Below are the entries to retype; reproduce each one exactly.

-- Task material follows --

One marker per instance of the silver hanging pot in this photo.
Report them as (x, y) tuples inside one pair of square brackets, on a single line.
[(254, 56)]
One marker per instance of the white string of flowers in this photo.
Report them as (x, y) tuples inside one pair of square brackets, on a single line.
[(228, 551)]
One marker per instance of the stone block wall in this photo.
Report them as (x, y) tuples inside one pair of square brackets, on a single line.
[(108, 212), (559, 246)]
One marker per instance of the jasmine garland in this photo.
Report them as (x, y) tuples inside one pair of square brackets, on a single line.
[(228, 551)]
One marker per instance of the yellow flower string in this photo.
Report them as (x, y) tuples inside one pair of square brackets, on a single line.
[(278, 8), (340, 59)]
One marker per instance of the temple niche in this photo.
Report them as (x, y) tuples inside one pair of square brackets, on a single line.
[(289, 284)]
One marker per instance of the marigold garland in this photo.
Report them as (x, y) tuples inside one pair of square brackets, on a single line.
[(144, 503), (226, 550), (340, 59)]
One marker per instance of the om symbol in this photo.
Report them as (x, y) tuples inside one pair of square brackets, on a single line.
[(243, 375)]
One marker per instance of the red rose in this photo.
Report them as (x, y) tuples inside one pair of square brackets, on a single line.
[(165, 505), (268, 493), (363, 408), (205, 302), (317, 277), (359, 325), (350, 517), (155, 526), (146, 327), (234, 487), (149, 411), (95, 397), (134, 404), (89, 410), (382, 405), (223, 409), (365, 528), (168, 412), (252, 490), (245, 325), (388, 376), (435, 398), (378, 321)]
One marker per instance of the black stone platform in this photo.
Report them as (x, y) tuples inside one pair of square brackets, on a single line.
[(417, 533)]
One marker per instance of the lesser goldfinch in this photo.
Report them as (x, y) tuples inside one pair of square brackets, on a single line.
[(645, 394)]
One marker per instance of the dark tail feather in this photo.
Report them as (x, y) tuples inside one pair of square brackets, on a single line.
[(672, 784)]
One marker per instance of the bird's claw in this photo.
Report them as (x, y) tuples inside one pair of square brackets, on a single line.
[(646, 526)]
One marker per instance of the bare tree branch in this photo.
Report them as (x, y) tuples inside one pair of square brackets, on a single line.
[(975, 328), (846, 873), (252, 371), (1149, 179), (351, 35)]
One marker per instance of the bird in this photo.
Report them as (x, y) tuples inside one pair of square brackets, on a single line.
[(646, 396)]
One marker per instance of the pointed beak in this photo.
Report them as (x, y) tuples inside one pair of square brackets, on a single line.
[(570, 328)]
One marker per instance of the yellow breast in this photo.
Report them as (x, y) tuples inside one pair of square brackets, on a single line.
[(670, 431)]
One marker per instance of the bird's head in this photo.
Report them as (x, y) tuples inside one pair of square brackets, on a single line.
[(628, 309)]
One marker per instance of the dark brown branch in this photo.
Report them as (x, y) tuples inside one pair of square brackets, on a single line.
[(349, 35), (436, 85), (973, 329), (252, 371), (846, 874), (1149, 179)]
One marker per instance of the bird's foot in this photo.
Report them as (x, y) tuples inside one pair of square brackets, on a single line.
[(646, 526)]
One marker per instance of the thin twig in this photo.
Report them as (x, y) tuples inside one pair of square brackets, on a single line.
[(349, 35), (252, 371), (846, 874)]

-- Task material concluded --

**Your response:**
One marker per instance of the silver hanging pot in this photo.
Report them as (x, y) tuples inside one pair of square brackets, on a single line.
[(254, 56)]
One marker per instance of the white string of flowers in this photo.
Report them as (x, y) tuples inside one pair of square brackets, on a single line.
[(228, 551)]
One marker per instance of the stone block wall in this photo.
Report them as (x, y) tuples inside one pair of square brackets, on a single line.
[(108, 212), (559, 246)]
One marker per instance of the jasmine garland in this photo.
Report them as (x, y) tuples inside one pair of square brackets, on a single line.
[(228, 551)]
One marker per instance of the yellow flower string in this photo.
Report them as (x, y) tuples inside one pair of square brackets, on a single line.
[(278, 8), (340, 59)]
One marker per instance of the temple niche in this photo.
Report them as (x, y) tuples inside one pair of square brackets, on a single line.
[(289, 284)]
One marker per instance of the marigold garland in this photo.
Report them as (x, y) tuples inside one pair of square brackets, on a single line.
[(144, 503), (226, 550), (340, 59)]
One marker per instance of the om symbol in this photo.
Report them as (x, y) tuples inside one pair of square brackets, on a single line.
[(243, 375)]
One marker per instance of the red rose in this photo.
Report them as (x, y) tuples inside one pair of square brackets, on a single line.
[(165, 505), (268, 493), (363, 408), (205, 302), (317, 277), (359, 325), (350, 517), (155, 526), (146, 327), (234, 487), (149, 411), (95, 397), (134, 404), (89, 410), (382, 405), (223, 409), (365, 528), (168, 412), (252, 490), (245, 325), (388, 376), (435, 398), (378, 321)]
One marker per instance of the black stone platform in this photo.
Report them as (x, y) tuples inside one pair of square brackets, on a single line.
[(417, 533)]
One marker per instance of the lesser goldfinch in this photo.
Report them as (x, y) tuples inside one pair of square brackets, on a single line.
[(645, 394)]
One marker per instance of the dark tail feather in this photo.
Report them as (x, y) tuples inside one pair of square brackets, on a single line.
[(672, 784)]
One marker per instance of the bird's claw in this photo.
Report them as (x, y) tuples inside one pair of square brackets, on a single line.
[(646, 526)]
One marker per instance of the bare tree branch in this photo.
Report them as (x, y) tuples inside one pair of square brackets, on a single line.
[(975, 328), (846, 873), (252, 371), (1149, 179), (351, 35)]
One marker per instance of the bird in this photo.
Report them as (x, y) tuples inside one pair of square brackets, on a single line.
[(646, 396)]
One marker per instance of the pointed beak in this photo.
Report them as (x, y) tuples inside one pair of square brackets, on a single line.
[(570, 328)]
One marker per instance of the yellow breast in this photo.
Report them as (x, y) tuples inside one pair of square brackets, on a single line.
[(670, 431)]
One marker per instance of the bird's head in this photo.
Report them as (x, y) tuples inside one pair of square brackets, on a single line.
[(628, 309)]
One marker per instance of the dark brown branch in this photo.
Report them as (x, y) tuples inside one pair of square brackets, on a single line.
[(349, 35), (436, 85), (973, 329), (252, 371), (846, 874), (1149, 179)]
One marker per instance of the bird's foot in this photo.
Report them as (x, y) tuples inside one pair of square brackets, on a single line.
[(646, 526)]
One marker per instance of the thin twig in this photo.
Report them as (x, y) tuples inside one pair of square brackets, on a single line.
[(349, 35), (252, 371), (846, 874)]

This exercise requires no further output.